=== Reading passage ===
Wednesday’s session lasted about six hours. Four bills were discussed. One passed its preliminary reading, and three were defeated. The highlighted bill of the day that would put conditions for female army exemption on grounds of religious recognition was defeated. What passed was a bill that would force real estate brokers to disclose the transaction brokerage fees in the listing prices of both rentals and sales.

 

Non-Bills Summary

  • Deputy Defense Minister Vilnai (Labor), Homeland Security Minister Aharonovitch (Y.B.), Deputy Finance Minister Cohen (Shas), Environment Minister Erdan (Likud) and Interior Minister Yishai (Shas) all answered urgent queries at the start of the session.
  • Nine motions on the hot topics of the day were discussed. Eight of the motions were sent to various Knesset committees by the votes of: 19-0, 10-0, 8-0, 11-0, 10-0, 8-0, 4-0 and 5-0. One of the motions was not voted on and therefore dropped.

 

Bills Summary

Amendment to the Real Estate Brokers Bill

MK Akunis (Likud) explained his amendment would force real estate brokers to disclose the transaction brokerage fees in the listing prices of both rentals and sales of apartments and houses.

Justice Minister Neeman expressed government support for the bill.

The bill passed its preliminary reading 29-0 and was sent to the House Committee to determine which committee will discuss the bill further.

Amendment to the Income Tax Ordinance Bill

MK Barakeh (Hadash) explained his amendment would present a tax exemption for corporations which employ the handicapped. He expressed that it is wiser to give tax free jobs to the handicapped, as opposed to giving them free government funds for not working. He cited a study that found that out of all western countries only South Korea gives fewer rights than Israel to the handicapped. He called this unacceptable.

Deputy Finance Minister Cohen (Shas) expressed government opposition to the bill.  He stated that the handicapped in Israel have a higher employment rate than the rest of the population and therefore the government did not see a reason for the bill.
===
Your tasks ->
(a) Summarize the session summary in two sentences.
(b) Answer these questions on the session summary, one per line:
(i) Which minister expressed government support for the real estate brokers bill?
(ii) How many motions on the hot topics of the day were discussed?
(iii) What would MK Barakeh's amendment to the Income Tax Ordinance provide?
=== Dataset section ===
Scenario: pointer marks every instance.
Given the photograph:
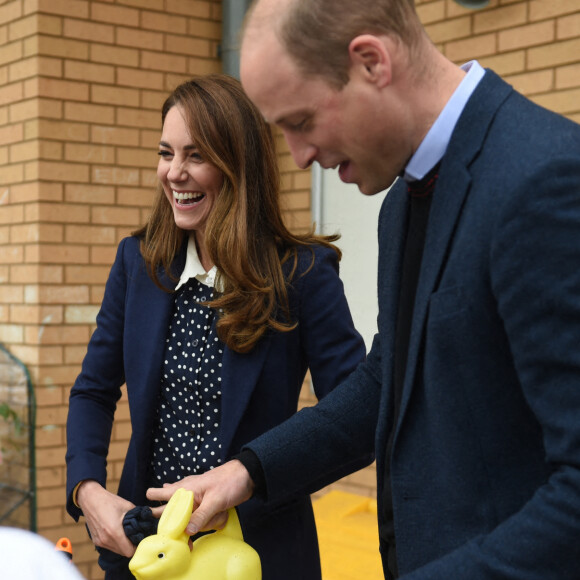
===
Worked solutions ->
(a) Wednesday's session lasted about six hours and discussed four bills: one passed its preliminary reading and three were defeated, including the highlighted bill that would have put conditions on female army exemption on grounds of religious recognition. The bill that passed, by 29-0, would force real estate brokers to disclose brokerage fees in the listing prices of rentals and sales, and it was sent to the House Committee to determine which committee will discuss it further.

(b)
(i) Justice Minister Neeman
(ii) Nine
(iii) A tax exemption for corporations that employ the handicapped